— Tasks for this exercise —
A. Answer these questions from the DeepDyve article:
(i) What was DeepDyve formerly called?
(ii) What research background do DeepDyve's chief scientists come from?
(iii) What does DeepDyve assess about the combinations of words and phrases in a document?
B. Carry the DeepDyve article forward from its final sentence.

— Given passage —
As web search engines have improved over the years, there’s been less attention paid to an “inconvenient truth” about the indexes of our favorite information finding tools—namely, that search engines still miss the lion’s share of information available on the web. This so-called “deep web” remains largely impenetrable to search engines for a variety of reasons, and for many types of queries that’s just fine. But if you’re a serious searcher, looking for the best information possible, you can’t afford to overlook this vast “hidden” store of information.
And that’s a challenge, because search tools that probe the deep web are for the most part either obscure or fee-based. That’s changing, thanks to a company formerly known as Infovell and now called DeepDyve. The eponymous DeepDyve.com rolls out today with an innovative approach to finding invisible web content that, despite limited coverage at the outset, impressed me with both what it finds and the tools it offers to make the searching experience even richer.
DeepDyve’s approach is like no other I’ve seen. Its chief scientists come from a background in genomics research, rather than computer science or linguistics. Genomics researchers strive to decode the information contained in DNA to understand the very building-blocks of life. Unlike search engineers who focus on text and keywords, genomics researchers look at a billion three letter “words” spelled out in the four letter alphabet of DNA. These words are combined in “sequences” that determine everything from hair color to whether we’re predisposed to a particular disease. To crack these codes requires massive amounts of data and the ability to see—and understand—hidden patterns of immense complexity.
DeepDyve takes a similar approach to understanding information on the web. Going far beyond basic keyword-based search, DeepDyve indexes every word in a document, but also computes the factorial combination of words and phrases in the document and uses some industrial strength statistical techniques to assess the “informational impact” of these combinations. In essence, this approach looks at the meaning of an entire document and uses that to compute relevance, rather than factors like snippets of text or anchor text in links pointing to documents.

— Recorded information —
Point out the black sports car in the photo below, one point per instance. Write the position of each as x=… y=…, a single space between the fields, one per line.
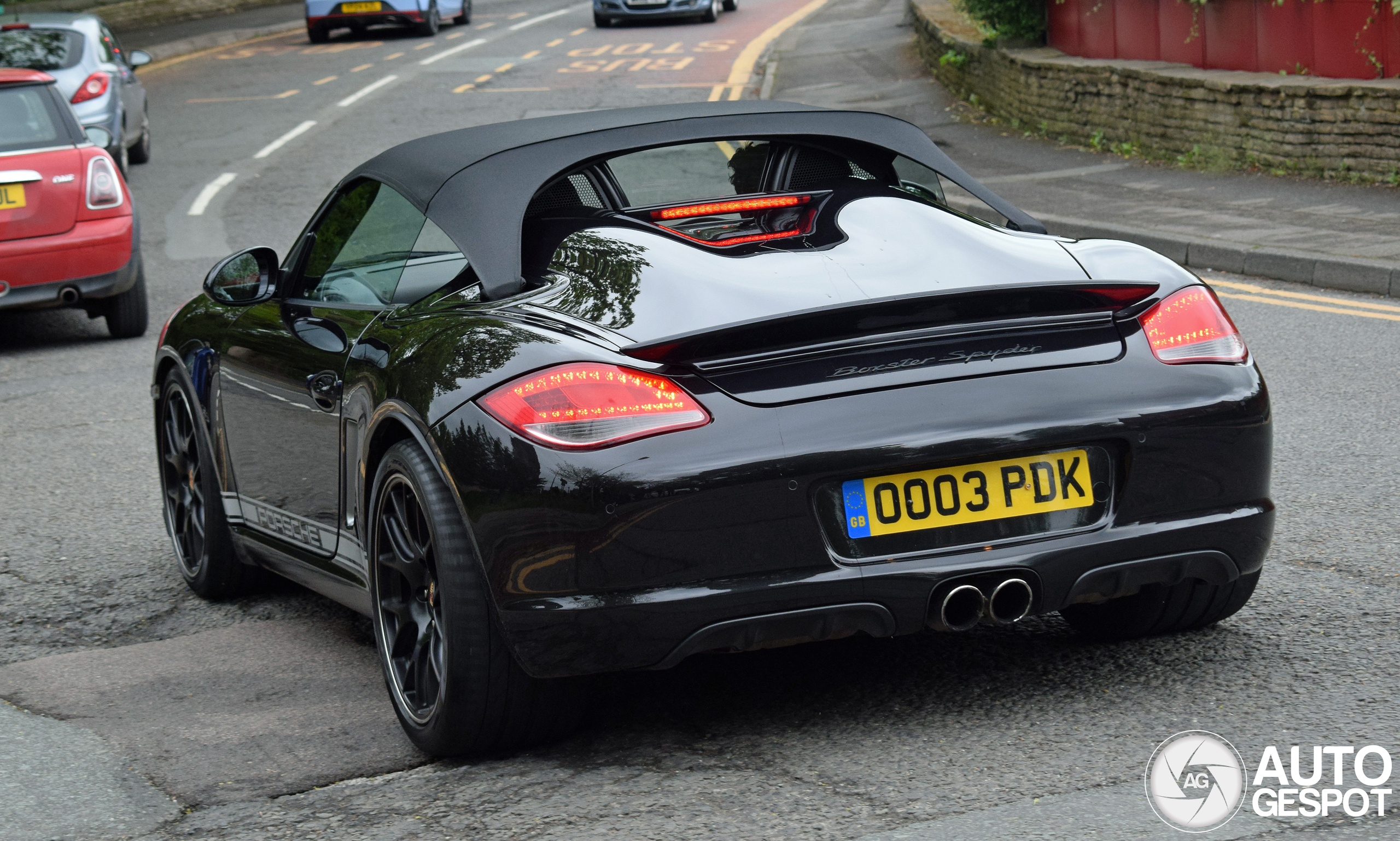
x=599 y=391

— Written answers —
A.
(i) Infovell.
(ii) Genomics research.
(iii) Their "informational impact."

B.
It’s an interesting approach, and one that makes it easy to refine searches in a powerful way quickly and easily. “We think that search is going away from keywords toward where content is your query,” said William Park, DeepDyve’s CEO.
Today’s launch is relatively modest, with DeepDyve currently allowing searches in the areas of life sciences, patents and Wikipedia—about 500 million pages of deep web content (and arguably, Wikipedia isn’t really part of the deep web given its prominence in many Google, Microsoft and Yahoo search results, but that’s a minor quibble). Park says that the company is working hard to expand its coverage, adding physical sciences content in the areas of information technology, clean technology and energy, doubling DeepDyve’s index by year end.
The company also offers a premium version for $45 per month, with some nifty features like a “more like this” button that uses the full-text of a document as a query, with some pretty impressive results.
DeepDyve isn’t a threat to Google now or likely any time in the future. Instead, it’s a great tool for serious searchers wanting to do comprehensive research in the content areas that DeepDyve covers (it’s also, much like Powerset, a vastly more powerful way to search Wikipedia). DeepDyve also offers a genuinely different “second opinion” of the web if you’re wanting to look beyond the top results returned by Google and the other major search engines.
With its limited initial offering, DeepDyve has just scratched the surface of what’s available on the invisible web, albeit in a very useful way. However, truly cracking the invisible web problem still seems like a distant dream.